**Material to process:**
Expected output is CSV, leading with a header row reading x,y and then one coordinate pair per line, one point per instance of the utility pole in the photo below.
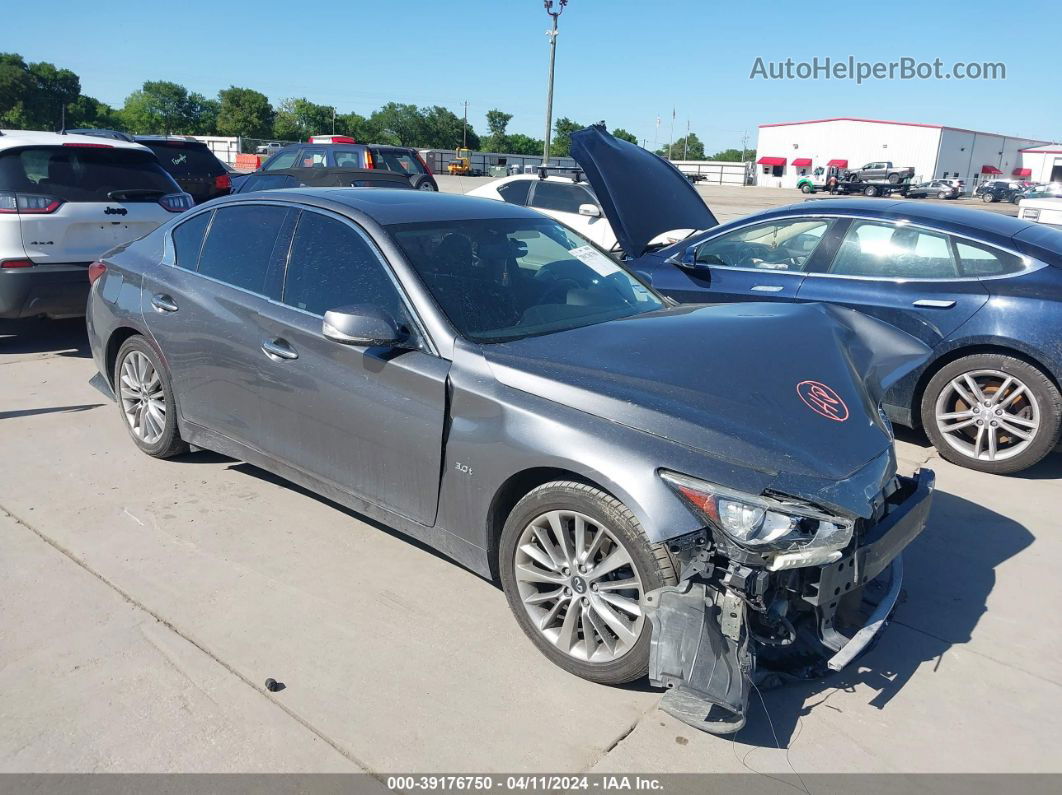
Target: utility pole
x,y
549,84
669,145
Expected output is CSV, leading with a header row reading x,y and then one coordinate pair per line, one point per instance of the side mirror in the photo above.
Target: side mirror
x,y
360,325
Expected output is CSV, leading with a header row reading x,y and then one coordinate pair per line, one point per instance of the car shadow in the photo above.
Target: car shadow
x,y
207,456
946,584
50,410
63,338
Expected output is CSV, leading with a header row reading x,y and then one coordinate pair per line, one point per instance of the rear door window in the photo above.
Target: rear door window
x,y
891,252
549,195
246,245
188,240
86,174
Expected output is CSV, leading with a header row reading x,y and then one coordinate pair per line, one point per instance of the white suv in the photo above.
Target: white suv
x,y
64,201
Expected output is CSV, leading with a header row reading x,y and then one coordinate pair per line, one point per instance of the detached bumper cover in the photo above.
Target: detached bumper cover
x,y
702,649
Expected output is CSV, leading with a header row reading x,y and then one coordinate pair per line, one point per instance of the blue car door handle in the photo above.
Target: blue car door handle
x,y
277,349
163,303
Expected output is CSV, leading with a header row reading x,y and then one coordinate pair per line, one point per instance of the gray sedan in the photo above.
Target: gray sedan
x,y
656,487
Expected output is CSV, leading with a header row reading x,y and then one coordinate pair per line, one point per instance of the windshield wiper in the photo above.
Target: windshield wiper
x,y
135,193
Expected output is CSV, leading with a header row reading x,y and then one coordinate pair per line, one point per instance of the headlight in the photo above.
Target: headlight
x,y
788,533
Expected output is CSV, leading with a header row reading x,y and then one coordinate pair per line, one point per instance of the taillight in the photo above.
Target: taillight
x,y
29,204
177,202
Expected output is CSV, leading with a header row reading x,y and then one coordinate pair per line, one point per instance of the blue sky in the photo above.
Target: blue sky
x,y
621,61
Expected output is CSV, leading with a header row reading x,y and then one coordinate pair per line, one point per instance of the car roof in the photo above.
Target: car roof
x,y
397,206
955,219
13,138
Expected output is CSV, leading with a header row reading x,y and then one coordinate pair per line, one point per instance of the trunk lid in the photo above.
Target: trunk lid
x,y
790,389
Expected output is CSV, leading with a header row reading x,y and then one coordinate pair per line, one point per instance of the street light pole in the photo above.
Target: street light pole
x,y
549,84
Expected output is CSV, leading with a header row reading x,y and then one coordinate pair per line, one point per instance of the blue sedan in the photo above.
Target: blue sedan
x,y
982,290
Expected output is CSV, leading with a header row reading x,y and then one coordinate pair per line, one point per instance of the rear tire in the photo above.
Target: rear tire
x,y
1024,403
543,581
146,399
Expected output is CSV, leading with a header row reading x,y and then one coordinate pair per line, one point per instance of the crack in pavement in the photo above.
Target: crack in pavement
x,y
139,605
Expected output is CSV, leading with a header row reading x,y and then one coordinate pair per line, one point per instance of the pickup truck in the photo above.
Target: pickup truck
x,y
881,170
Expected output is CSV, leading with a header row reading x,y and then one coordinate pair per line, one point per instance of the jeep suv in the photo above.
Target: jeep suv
x,y
64,201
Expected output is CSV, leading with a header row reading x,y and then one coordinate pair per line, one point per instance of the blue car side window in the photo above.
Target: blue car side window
x,y
778,245
890,252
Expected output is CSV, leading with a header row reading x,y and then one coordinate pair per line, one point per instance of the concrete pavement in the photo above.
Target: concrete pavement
x,y
143,603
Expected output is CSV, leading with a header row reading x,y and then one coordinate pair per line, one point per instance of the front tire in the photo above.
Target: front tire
x,y
146,399
992,412
576,566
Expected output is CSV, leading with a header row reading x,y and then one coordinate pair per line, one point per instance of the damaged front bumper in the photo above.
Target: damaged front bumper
x,y
725,626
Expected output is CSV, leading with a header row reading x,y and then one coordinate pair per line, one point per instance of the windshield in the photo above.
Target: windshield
x,y
86,174
502,279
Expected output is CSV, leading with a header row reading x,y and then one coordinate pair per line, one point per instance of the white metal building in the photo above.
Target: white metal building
x,y
787,151
1042,163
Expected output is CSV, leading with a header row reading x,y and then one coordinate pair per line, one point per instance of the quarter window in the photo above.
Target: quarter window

**Given request:**
Put the lines from the one that contains "building in the photo above." through the end of the records into a numbered list, leaving out any blank lines.

**Written solution:**
1. Expected output is CSV, leading with a header row reading x,y and then one coordinate pair per line, one point per instance of the white metal building in the photo above.
2. Target: white metal building
3. x,y
4. 787,151
5. 1042,163
6. Expected output is CSV, leading with a header row reading x,y and then one coordinate pair per line, one point per instance of the quarter window in the photo above.
7. Target: quarter window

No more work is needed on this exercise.